------ PROVIDED RECORDS ------

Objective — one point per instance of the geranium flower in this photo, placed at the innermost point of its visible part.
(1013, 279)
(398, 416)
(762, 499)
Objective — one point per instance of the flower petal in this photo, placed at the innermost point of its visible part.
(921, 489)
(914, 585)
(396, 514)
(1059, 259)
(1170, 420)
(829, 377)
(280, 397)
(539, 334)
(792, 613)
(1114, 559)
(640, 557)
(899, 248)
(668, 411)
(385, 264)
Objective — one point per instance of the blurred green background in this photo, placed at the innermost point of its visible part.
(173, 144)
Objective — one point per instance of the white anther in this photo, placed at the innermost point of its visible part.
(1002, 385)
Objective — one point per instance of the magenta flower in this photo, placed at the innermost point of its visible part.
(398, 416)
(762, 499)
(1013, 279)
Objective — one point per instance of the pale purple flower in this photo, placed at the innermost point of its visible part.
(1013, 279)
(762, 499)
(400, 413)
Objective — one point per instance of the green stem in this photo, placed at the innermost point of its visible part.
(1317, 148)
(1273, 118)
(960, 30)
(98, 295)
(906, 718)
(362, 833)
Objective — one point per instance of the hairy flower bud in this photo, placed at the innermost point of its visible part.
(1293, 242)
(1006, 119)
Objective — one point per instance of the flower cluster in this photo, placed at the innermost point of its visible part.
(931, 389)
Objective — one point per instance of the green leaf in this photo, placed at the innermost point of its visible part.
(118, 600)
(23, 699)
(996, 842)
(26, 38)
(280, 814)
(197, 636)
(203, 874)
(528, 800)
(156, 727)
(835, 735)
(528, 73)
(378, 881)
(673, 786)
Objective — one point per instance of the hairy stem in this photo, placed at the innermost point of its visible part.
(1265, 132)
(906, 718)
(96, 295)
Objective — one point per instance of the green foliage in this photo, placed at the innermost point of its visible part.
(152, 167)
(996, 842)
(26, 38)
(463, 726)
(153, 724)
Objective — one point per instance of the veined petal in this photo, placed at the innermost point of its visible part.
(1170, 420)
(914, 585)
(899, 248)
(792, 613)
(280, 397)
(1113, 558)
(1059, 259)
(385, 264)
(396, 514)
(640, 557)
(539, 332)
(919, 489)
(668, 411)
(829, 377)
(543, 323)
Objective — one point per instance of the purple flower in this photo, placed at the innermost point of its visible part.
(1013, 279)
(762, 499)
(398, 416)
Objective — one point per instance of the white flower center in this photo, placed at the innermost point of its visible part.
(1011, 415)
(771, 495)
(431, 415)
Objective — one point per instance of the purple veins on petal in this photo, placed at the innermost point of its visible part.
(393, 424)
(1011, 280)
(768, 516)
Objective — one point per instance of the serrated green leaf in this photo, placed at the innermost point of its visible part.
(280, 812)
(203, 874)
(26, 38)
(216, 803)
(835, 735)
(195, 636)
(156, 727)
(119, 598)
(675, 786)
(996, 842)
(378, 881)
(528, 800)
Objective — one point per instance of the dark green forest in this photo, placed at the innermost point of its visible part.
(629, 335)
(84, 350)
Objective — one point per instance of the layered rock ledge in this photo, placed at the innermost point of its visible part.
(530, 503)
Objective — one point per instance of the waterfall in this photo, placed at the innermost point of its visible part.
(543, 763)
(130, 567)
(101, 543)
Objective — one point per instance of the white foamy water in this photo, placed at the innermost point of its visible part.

------

SET TASK
Repeat all of the records above exactly as written.

COMPLETED TASK
Objective — one point per instance of the geranium flower in this photo, placed at the innermost point of its visible part.
(1013, 279)
(398, 416)
(762, 499)
Objective — one point per instance of the flower petal in this photo, placed at the innermost point of its visible part.
(921, 489)
(914, 585)
(396, 514)
(1059, 259)
(1170, 420)
(829, 377)
(280, 397)
(539, 334)
(792, 613)
(1114, 559)
(640, 557)
(899, 248)
(668, 411)
(385, 264)
Objective — one point per instance of the blurred green background in this photo, placed at the innermost point of its visible part.
(173, 144)
Objective — one point per instance of the white anther in this photo, placed at the innermost point of its visible part.
(1002, 385)
Objective — one point per instance of the magenta flower in this photo, placed at the innermost point of its visible part.
(398, 416)
(762, 499)
(1013, 279)
Objective — one point per instance of the pale purple flower in this photo, placed at the innermost point of its visible part.
(1013, 279)
(762, 499)
(400, 413)
Objective — one point per instance of the green stem in this photo, placed at the innermost point of its visible part.
(1317, 148)
(1273, 118)
(960, 30)
(98, 295)
(906, 718)
(362, 833)
Objective — one point per instance of the hairy flower bud in this photo, placed at the innermost point of its visible part.
(1293, 242)
(1006, 119)
Objective — one point per instance of the flower cluster in this photo, placed at the innermost point of its visible part.
(931, 389)
Objective — one point per instance of the green leaf in this photo, placed at the innermost point of its visible part.
(118, 600)
(23, 699)
(996, 842)
(26, 38)
(280, 814)
(197, 636)
(203, 874)
(528, 800)
(156, 727)
(835, 735)
(528, 73)
(378, 881)
(673, 786)
Objective — one point per instance of the hairy stem in this photo, placed at the innermost point of its visible part.
(1265, 132)
(906, 718)
(96, 295)
Objective — one point per instance of the green foliage in this photo, placed at the innermost point of its visible part.
(152, 167)
(996, 842)
(26, 38)
(463, 726)
(153, 724)
Objective — one point per instance of the veined petal in this photo, placed at the innermost point of its visible part.
(1170, 420)
(914, 585)
(899, 248)
(792, 613)
(280, 397)
(1113, 558)
(1059, 259)
(385, 264)
(396, 514)
(640, 557)
(539, 332)
(919, 489)
(668, 411)
(829, 377)
(543, 323)
Objective — one point per instance of the purple flower in this photo, placed at the innermost point of its visible part.
(1013, 279)
(762, 499)
(398, 416)
Objective — one point per instance of the white flower center in this photo, placed at the innermost point of its visible part.
(1011, 415)
(771, 495)
(431, 415)
Objective — one point per instance of the purple veins on petal in this photo, placed at the innermost point of its visible part.
(393, 424)
(1011, 280)
(768, 516)
Objective — one point per instance of the serrated green leaf in this photo, placed at the innermost point of its visible part.
(280, 812)
(203, 874)
(26, 38)
(216, 803)
(835, 735)
(195, 636)
(156, 727)
(119, 598)
(675, 786)
(996, 842)
(378, 881)
(528, 800)
Objective — one point per instance of the dark green forest in this photo, placed at the innermost point of its visible part.
(629, 335)
(84, 350)
Objective — one point per instance of the layered rock ledge in this photo, placed at the innermost point of its visible part.
(530, 503)
Objective — one point per instance of the waterfall in this photo, placed at the innermost point of its visible part.
(543, 763)
(130, 567)
(101, 543)
Objective — one point per instance of the white foamy water in this photo, placed at the innermost point of its visible part.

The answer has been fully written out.